### [The problem]
Return all of the entries exactly as written.

-- Material for the task follows --

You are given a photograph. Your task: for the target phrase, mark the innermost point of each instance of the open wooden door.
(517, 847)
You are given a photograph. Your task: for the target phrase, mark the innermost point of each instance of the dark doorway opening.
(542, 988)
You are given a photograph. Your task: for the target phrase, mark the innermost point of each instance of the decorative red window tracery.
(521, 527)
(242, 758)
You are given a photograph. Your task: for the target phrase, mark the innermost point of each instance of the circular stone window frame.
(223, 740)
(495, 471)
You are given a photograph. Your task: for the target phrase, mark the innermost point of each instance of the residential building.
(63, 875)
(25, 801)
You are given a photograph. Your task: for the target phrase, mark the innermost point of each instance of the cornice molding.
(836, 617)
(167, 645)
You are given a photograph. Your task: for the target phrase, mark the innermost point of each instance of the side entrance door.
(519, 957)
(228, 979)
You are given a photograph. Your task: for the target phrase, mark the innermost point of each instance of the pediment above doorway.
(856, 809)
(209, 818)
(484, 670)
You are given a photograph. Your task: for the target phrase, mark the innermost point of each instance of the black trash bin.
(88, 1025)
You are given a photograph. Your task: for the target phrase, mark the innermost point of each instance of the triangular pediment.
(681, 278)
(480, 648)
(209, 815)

-- Material for the task concluded --

### [Result]
You are given a photograph. Your task: for the target phrase, mark the innermost point of each instance of the open wooden door.
(517, 847)
You are given a photograph. Your task: for the target phrase, mark the innermost point of each instance of the dark doorway opening.
(542, 988)
You are given a photograph. Your task: for the target phrase, mark the innermost point of each instance of the decorative red window tracery.
(521, 527)
(242, 758)
You are given a photograph. Your task: for the target phrase, mark the innermost point of each instance of the circular stone window frame.
(223, 740)
(495, 471)
You are given a photograph. Your task: for the target phrase, mark the innermost point of each instance of the residential building.
(63, 875)
(25, 801)
You are given a photograph. Your task: for the target phrase, mark the innermost point of each instance of the cornice molding.
(836, 617)
(167, 645)
You are given a photograph. Your task: for the target phrase, mark the innermost point of each instance of the side entrance door.
(519, 957)
(228, 979)
You are given a photograph. Your task: for the target phrase, mark the innermost point of each instance of the pediment above doorway.
(856, 809)
(209, 818)
(484, 670)
You are given a photograph. Your task: for the target phrase, mark the innermost point of each instance of the black trash bin.
(88, 1025)
You are given a photograph. Your task: for the target phrase, mark the innermost point of each instance of the triangular pediment.
(681, 278)
(480, 648)
(209, 815)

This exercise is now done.